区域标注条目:
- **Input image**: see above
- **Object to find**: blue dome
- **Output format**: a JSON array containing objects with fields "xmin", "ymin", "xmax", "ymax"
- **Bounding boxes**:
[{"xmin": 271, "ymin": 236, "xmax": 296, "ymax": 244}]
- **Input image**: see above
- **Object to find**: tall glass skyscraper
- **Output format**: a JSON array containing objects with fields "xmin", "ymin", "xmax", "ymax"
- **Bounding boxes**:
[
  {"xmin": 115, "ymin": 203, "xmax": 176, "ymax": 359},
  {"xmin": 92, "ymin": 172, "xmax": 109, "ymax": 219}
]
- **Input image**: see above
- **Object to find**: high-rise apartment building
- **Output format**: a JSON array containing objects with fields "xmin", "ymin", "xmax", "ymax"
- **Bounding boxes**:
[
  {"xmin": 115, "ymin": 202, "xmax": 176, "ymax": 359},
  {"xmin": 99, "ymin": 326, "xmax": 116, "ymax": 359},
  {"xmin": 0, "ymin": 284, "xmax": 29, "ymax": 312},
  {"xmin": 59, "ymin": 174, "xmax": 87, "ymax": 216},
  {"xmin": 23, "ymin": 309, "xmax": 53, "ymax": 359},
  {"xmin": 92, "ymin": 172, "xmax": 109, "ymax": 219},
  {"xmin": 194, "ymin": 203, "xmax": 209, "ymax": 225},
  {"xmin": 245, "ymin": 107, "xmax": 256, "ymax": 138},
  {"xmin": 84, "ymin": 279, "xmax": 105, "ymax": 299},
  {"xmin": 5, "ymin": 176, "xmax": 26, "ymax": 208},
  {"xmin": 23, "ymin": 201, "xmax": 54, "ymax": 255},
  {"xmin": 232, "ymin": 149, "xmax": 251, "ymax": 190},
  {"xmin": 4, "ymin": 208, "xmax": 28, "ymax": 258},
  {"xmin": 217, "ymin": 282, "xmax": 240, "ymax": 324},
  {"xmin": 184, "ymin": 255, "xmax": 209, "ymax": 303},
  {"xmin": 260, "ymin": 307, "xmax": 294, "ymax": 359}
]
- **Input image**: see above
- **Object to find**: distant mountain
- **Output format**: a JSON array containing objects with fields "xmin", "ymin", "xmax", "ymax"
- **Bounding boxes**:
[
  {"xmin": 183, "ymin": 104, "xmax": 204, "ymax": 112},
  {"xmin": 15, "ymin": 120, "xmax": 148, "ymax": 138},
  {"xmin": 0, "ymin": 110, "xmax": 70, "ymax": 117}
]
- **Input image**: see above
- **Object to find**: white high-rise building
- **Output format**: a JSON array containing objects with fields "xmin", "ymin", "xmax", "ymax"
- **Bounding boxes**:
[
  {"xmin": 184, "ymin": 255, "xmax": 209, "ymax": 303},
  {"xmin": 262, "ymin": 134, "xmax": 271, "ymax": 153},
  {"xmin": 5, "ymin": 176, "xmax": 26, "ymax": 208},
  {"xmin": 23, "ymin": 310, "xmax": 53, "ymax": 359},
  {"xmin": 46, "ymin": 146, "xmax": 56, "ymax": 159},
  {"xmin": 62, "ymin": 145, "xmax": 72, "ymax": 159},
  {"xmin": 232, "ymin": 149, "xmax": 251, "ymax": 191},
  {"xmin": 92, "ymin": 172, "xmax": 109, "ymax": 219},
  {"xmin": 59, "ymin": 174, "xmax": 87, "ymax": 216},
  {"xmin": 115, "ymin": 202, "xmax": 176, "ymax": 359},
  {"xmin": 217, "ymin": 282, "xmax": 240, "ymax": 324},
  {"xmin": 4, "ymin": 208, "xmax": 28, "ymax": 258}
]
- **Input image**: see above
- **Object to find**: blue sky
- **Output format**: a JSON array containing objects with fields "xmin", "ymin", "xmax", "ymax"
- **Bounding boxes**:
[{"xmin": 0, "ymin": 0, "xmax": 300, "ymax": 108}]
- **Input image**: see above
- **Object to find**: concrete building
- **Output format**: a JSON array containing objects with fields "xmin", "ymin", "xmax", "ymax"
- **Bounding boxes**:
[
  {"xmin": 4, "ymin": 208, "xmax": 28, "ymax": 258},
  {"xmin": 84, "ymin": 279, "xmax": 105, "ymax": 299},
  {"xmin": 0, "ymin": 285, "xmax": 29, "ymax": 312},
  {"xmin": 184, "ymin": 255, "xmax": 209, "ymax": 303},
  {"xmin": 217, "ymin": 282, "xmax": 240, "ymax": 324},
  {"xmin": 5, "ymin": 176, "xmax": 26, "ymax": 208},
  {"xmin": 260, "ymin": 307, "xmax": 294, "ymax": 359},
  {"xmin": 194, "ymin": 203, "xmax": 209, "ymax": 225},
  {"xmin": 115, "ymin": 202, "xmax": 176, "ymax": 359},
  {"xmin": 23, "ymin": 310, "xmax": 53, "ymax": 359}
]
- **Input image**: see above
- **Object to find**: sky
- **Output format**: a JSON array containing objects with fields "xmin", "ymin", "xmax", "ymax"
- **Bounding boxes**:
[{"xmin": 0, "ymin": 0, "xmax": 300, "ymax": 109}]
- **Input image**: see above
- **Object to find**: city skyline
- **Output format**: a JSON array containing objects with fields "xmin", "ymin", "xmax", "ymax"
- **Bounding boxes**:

待办问题
把上面记录里所有含有“high”这个词的行都摘出来，大小写要完全一致。

回复
- **Object to find**: high-rise apartment building
- **Object to find**: white high-rise building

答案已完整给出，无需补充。